- _Problem requirements_
Only one portion of the data is to be written out: from the line bearing "Place a point on the white" through the line bearing "Target: white plate". Write it exactly as it appears.

*** Opening of Provided material ***

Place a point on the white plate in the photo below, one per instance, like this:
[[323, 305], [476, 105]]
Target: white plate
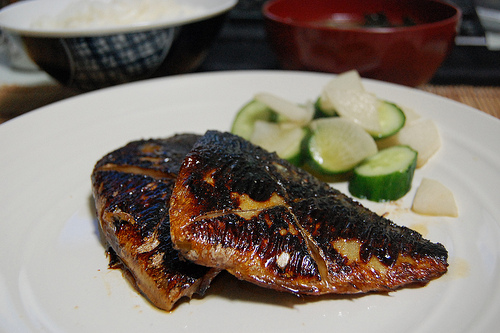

*** Close of Provided material ***
*** Opening of Provided material ***

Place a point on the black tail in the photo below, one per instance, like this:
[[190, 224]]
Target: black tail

*** Close of Provided material ***

- _Task result_
Place a point on the white plate in the photo below, one per instance, like this:
[[323, 305], [476, 105]]
Target: white plate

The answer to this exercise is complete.